Entries from a pointing dataset
══════

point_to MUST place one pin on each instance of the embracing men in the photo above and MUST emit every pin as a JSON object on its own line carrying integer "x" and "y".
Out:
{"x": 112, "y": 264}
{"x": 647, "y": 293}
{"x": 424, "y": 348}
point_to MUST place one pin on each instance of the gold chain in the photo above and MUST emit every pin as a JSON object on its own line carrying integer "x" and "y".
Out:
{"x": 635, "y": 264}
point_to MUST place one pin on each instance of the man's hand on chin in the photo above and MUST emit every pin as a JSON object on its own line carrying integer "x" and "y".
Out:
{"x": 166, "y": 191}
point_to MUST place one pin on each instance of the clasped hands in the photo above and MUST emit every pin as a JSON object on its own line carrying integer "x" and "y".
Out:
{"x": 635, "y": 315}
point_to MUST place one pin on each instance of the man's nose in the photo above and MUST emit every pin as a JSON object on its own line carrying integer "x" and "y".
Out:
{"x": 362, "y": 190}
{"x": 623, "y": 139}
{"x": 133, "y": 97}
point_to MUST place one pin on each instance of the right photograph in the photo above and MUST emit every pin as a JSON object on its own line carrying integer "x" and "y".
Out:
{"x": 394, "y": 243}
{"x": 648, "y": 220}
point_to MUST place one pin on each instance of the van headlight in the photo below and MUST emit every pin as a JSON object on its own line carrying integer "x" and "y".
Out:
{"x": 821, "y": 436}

══════

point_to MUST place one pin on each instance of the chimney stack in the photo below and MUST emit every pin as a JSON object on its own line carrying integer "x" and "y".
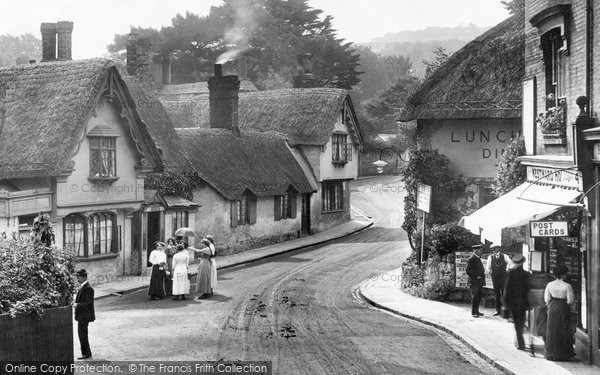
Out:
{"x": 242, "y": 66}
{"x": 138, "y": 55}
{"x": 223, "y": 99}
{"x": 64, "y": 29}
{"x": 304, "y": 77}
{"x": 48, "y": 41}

══════

> Work to be completed
Report each line of the records above that includes the word "place".

> Finished answer
point_to MUST place one pin on each instance of the embracing men in the photo above and MUST emit every pin as a JSON object on its own line carrying integer "x" and "y".
point_to MUST place one pin on each instance of the gold chain in the photo above and MUST emit every pin as a JSON object on its own line carrying integer "x" and "y".
point_to MUST place one pin on each instance of the man's hand on chin in the photo above and MUST emit every pin as a JSON object on its own line carrying integer "x" and "y".
point_to MUST place one pin on each instance of the clasped hands in the photo above and MUST emit every pin as a JSON object on its own line carrying integer "x" and "y".
point_to MUST place one pin on each instance of the man's nose in the photo above and MUST emit every pin as a JSON object on its own line carrying integer "x" and "y".
point_to MUST place one pin on each instance of the right photograph in the photo above and MUST emit every pin as a JSON object on its own line carrying integer "x" and "y".
point_to MUST place one pin on each instance of the van headlight in the photo below and MUST emit every pin as a JSON object on its own line carrying integer "x" and "y".
point_to MUST place one pin on each instance of the chimney stack in the photo below and MUST emit every pin as a JSON object on its own line carrying integer "x" and "y".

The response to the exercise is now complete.